Exercise objective:
Each record below should be written out again exactly as given.

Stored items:
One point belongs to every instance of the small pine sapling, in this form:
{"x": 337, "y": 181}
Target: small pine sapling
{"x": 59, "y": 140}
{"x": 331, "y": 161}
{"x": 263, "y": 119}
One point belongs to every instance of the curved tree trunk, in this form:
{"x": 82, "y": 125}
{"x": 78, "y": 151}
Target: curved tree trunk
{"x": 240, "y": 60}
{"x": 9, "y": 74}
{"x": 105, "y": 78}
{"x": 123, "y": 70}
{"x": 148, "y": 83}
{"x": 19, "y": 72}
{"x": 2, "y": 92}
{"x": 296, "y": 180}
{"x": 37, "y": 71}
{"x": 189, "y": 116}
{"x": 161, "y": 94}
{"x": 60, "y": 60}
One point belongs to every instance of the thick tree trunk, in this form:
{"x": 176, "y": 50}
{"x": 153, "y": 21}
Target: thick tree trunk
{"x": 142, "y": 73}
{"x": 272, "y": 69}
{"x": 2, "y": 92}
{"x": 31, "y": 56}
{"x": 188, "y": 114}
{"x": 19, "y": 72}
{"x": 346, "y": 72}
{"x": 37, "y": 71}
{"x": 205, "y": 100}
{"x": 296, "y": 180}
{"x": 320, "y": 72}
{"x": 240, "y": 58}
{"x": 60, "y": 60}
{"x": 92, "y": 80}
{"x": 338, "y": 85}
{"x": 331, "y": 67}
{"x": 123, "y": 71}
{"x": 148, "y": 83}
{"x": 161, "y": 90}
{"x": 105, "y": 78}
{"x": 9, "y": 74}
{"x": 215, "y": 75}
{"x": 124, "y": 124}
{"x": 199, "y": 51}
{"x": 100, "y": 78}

Exercise output:
One point belongs to every instance of the small pine sapling, in this form:
{"x": 337, "y": 181}
Target: small pine sapling
{"x": 59, "y": 140}
{"x": 331, "y": 161}
{"x": 263, "y": 119}
One point belongs to every instance of the curved tree trunk, in this form:
{"x": 82, "y": 125}
{"x": 78, "y": 151}
Target: curved tree trunk
{"x": 240, "y": 60}
{"x": 9, "y": 74}
{"x": 105, "y": 78}
{"x": 123, "y": 70}
{"x": 148, "y": 83}
{"x": 19, "y": 72}
{"x": 2, "y": 92}
{"x": 296, "y": 180}
{"x": 37, "y": 71}
{"x": 189, "y": 116}
{"x": 161, "y": 94}
{"x": 60, "y": 60}
One point belongs to every instance of the thick tree trunk, in this form:
{"x": 176, "y": 50}
{"x": 153, "y": 21}
Target: thick tree trunk
{"x": 142, "y": 73}
{"x": 272, "y": 69}
{"x": 2, "y": 92}
{"x": 31, "y": 56}
{"x": 188, "y": 114}
{"x": 19, "y": 72}
{"x": 346, "y": 72}
{"x": 37, "y": 71}
{"x": 205, "y": 100}
{"x": 296, "y": 180}
{"x": 320, "y": 72}
{"x": 240, "y": 58}
{"x": 60, "y": 60}
{"x": 92, "y": 80}
{"x": 338, "y": 85}
{"x": 331, "y": 67}
{"x": 123, "y": 71}
{"x": 148, "y": 83}
{"x": 161, "y": 90}
{"x": 105, "y": 78}
{"x": 9, "y": 74}
{"x": 215, "y": 75}
{"x": 124, "y": 124}
{"x": 199, "y": 51}
{"x": 100, "y": 78}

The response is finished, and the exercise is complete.